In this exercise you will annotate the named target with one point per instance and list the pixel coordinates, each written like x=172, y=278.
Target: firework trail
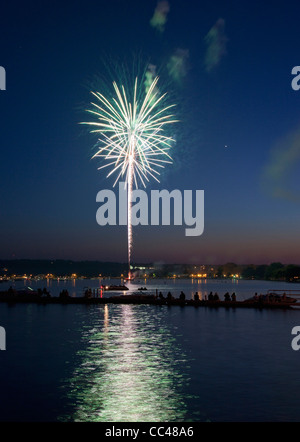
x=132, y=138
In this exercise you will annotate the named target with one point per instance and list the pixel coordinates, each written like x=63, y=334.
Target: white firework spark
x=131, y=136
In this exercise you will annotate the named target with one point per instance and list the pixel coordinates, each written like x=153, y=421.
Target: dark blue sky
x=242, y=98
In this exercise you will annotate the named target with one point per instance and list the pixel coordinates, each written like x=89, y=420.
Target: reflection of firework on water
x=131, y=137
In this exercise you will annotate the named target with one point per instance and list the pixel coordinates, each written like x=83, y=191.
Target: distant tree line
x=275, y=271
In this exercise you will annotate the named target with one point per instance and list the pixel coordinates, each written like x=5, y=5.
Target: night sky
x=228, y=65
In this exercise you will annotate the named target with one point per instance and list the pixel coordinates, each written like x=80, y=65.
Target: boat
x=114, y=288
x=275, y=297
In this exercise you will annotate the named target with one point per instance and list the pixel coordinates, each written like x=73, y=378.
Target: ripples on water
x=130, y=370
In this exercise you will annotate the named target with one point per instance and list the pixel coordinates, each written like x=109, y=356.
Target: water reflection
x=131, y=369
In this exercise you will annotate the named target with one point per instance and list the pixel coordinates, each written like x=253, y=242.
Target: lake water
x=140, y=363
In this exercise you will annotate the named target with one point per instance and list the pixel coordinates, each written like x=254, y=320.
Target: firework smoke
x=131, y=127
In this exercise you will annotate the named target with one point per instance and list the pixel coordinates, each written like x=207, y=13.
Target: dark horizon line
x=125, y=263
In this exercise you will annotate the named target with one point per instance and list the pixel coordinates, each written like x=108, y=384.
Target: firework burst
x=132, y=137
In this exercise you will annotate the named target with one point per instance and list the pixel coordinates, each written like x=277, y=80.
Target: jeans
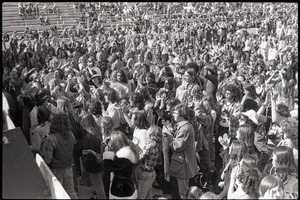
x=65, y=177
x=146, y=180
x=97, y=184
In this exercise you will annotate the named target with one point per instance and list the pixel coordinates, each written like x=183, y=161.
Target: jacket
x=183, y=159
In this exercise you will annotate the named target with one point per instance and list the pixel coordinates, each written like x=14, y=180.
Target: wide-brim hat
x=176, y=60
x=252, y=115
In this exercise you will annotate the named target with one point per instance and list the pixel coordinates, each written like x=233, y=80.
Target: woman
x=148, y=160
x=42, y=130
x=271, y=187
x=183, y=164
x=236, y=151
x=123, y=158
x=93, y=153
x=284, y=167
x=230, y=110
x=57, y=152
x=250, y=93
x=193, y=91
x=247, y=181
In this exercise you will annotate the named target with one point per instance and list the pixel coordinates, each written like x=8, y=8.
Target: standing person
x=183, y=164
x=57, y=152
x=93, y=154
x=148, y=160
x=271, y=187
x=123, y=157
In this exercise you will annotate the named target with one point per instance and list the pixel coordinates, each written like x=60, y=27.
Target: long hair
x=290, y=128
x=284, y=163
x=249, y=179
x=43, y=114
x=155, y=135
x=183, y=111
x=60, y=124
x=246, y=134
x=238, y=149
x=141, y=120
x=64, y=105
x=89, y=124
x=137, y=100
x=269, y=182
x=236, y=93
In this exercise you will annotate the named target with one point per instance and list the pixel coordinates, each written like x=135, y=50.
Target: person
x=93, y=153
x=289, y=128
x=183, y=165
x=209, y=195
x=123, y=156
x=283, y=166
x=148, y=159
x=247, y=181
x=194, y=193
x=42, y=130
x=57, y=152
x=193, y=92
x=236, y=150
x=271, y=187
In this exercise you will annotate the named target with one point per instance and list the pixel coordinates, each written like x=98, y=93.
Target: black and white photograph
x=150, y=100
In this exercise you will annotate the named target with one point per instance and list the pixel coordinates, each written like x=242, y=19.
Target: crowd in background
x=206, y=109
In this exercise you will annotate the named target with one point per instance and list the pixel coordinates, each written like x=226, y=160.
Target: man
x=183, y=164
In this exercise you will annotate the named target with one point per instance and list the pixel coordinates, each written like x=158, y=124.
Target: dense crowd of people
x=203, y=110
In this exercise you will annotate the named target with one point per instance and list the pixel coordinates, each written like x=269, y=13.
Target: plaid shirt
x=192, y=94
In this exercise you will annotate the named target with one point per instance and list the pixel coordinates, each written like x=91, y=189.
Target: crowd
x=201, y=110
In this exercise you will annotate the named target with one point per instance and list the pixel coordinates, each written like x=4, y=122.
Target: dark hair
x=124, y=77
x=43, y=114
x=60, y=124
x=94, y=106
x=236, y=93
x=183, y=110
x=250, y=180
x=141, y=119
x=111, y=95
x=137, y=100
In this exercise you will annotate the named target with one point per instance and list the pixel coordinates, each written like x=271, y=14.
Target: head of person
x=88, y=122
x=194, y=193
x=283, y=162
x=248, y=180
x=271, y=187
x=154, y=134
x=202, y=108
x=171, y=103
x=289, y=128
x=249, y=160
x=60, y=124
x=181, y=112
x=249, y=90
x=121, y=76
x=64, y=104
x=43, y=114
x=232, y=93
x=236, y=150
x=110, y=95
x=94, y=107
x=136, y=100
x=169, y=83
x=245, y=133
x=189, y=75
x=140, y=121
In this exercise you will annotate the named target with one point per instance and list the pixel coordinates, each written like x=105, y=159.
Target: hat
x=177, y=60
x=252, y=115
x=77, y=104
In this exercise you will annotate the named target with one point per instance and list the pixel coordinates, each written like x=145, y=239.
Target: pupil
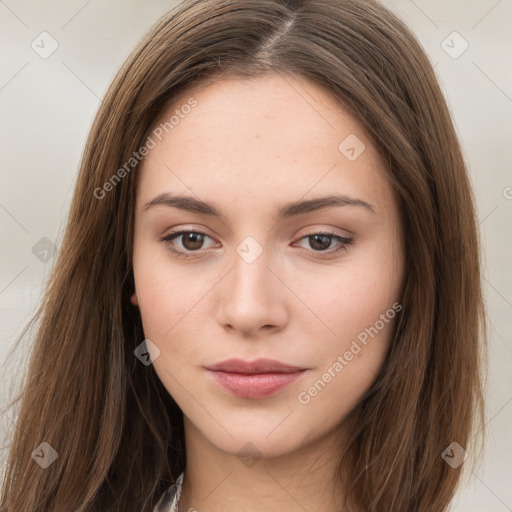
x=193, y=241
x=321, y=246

══════════════════════════════

TASK TO CARRY OUT: Reproduce every record exactly; images stay out.

TASK RESULT:
In this exercise you will annotate the named target with one point per instance and list the pixel coordinates, each written like x=172, y=278.
Target: firework trail
x=132, y=138
In this exercise you will annotate the named target with one point per instance and list the pixel coordinates, each written like x=63, y=334.
Target: white firework spark
x=131, y=136
In this exercise you will annotate the named target with one point per instance and list the pixel coordinates, each written like x=153, y=421.
Target: dark blue sky
x=242, y=98
In this exercise you will annotate the named target with one point per instance and list the pixel coordinates, each written like x=89, y=420.
Target: reflection of firework on water
x=131, y=137
In this exercise you will annotate the named target with one point per instance and list the pixel coordinates, each written like x=83, y=191.
Target: distant tree line
x=275, y=271
In this exercise you will annotate the named target with one point per instance and list the pixel coordinates, each written like x=5, y=5.
Target: night sky
x=228, y=65
In this exercise you will annotate the named target with one point per instance and list the pixel coordinates, each written like x=80, y=65.
Target: boat
x=114, y=288
x=275, y=297
In this exercise you will annotate the named target with one point per instance and list the pixel coordinates, each written like x=73, y=378.
Target: ripples on water
x=130, y=370
In this exercise you will annotate the named target with one point per instance and list the pixel coordinates, each written like x=109, y=356.
Target: water reflection
x=131, y=369
In this exercise you will annotate the named target with one point per instance and list the pixel coordinates, each written like x=253, y=242.
Target: lake water
x=140, y=363
In this exercise you will annotate the named target with one point per instance and list the pixel coordinates, each written like x=254, y=320.
Target: firework smoke
x=131, y=127
In this exercise you will annotate the named target with one point per instance and list the pixel coordinates, each written like x=207, y=13.
Target: dark horizon line
x=125, y=263
In this exercise you will annotate the named target with one point per instance and list the pixel coordinates, each written like x=108, y=384.
Target: firework burst
x=132, y=137
In this exercise you will annotate the named target with one point per instance and list the pixel coordinates, each written like x=277, y=80.
Target: jeans
x=65, y=177
x=146, y=180
x=97, y=184
In this exercise you will annotate the named target with one point per instance and list the pixel coordinates, each written like x=183, y=161.
Target: jacket
x=183, y=159
In this exercise you will annotate the named target with one point per instance and list the pixel coordinates, each written like x=14, y=180.
Target: wide-brim hat
x=176, y=60
x=252, y=115
In this exercise you will annotate the named target with one point per instance and list the pixel coordinates, each written like x=233, y=80.
Target: woman
x=148, y=160
x=42, y=130
x=271, y=187
x=183, y=164
x=236, y=151
x=123, y=158
x=93, y=153
x=284, y=167
x=230, y=110
x=57, y=152
x=250, y=93
x=193, y=91
x=247, y=181
In this exercise you will annotate the named target with one point per instance and list the pixel coordinates, each written like x=8, y=8.
Target: standing person
x=183, y=164
x=57, y=152
x=93, y=154
x=148, y=160
x=271, y=187
x=123, y=157
In this exercise you will annotate the named target with one point per instance and list the pixel coordinates, each written like x=60, y=27.
Target: long hair
x=290, y=128
x=284, y=163
x=249, y=179
x=43, y=114
x=155, y=135
x=183, y=111
x=60, y=124
x=246, y=134
x=238, y=149
x=141, y=120
x=64, y=105
x=89, y=124
x=137, y=100
x=269, y=182
x=236, y=93
In this exercise you will annotate the named target with one point per instance and list the pixel coordinates, each written like x=135, y=50.
Target: person
x=93, y=153
x=289, y=128
x=183, y=165
x=209, y=195
x=123, y=156
x=283, y=166
x=148, y=159
x=247, y=181
x=194, y=193
x=42, y=130
x=57, y=152
x=193, y=92
x=236, y=150
x=271, y=187
In this exercise you will annotate the named target with one point per instance and list the pixel coordinates, each written like x=98, y=93.
Target: black and white photograph
x=150, y=100
In this exercise you will annotate the named target with one point per instance and list the pixel coordinates, each written like x=242, y=19.
Target: crowd in background
x=206, y=109
In this exercise you will annotate the named target with one point per instance and list the pixel coordinates, each written like x=226, y=160.
Target: man
x=183, y=164
In this exercise you will annotate the named target with one point per instance and list the pixel coordinates, each written like x=158, y=124.
Target: dense crowd of people
x=203, y=110
In this exercise you will annotate the named target with one point per instance and list the pixel coordinates, each written like x=269, y=13.
Target: plaid shirt
x=192, y=94
In this exercise you will annotate the named target with one point per instance and list the pixel coordinates, each written like x=91, y=189.
Target: crowd
x=201, y=110
In this exercise you will annotate the named target with one point per instance and list the pixel coordinates, each written like x=4, y=122.
Target: dark hair
x=124, y=77
x=43, y=114
x=60, y=124
x=94, y=106
x=236, y=93
x=183, y=110
x=250, y=180
x=141, y=119
x=111, y=95
x=137, y=100
In this exercise you will annotate the named target with one point per instance and list the pixel coordinates, each written like x=271, y=14.
Target: head of person
x=88, y=122
x=194, y=193
x=283, y=162
x=248, y=180
x=271, y=187
x=154, y=134
x=202, y=108
x=171, y=103
x=289, y=128
x=249, y=160
x=60, y=124
x=181, y=112
x=249, y=90
x=121, y=76
x=64, y=104
x=43, y=114
x=232, y=93
x=236, y=150
x=110, y=95
x=94, y=107
x=136, y=100
x=169, y=83
x=245, y=133
x=189, y=75
x=140, y=121
In this exercise you will annotate the named target with one point per instance and list the pixel coordinates, each written like x=105, y=159.
Target: hat
x=177, y=60
x=252, y=115
x=77, y=104
In this exercise you will annotate the named target with one point per instance and list the pixel coordinates, each written like x=145, y=239.
Target: pupil
x=193, y=241
x=321, y=246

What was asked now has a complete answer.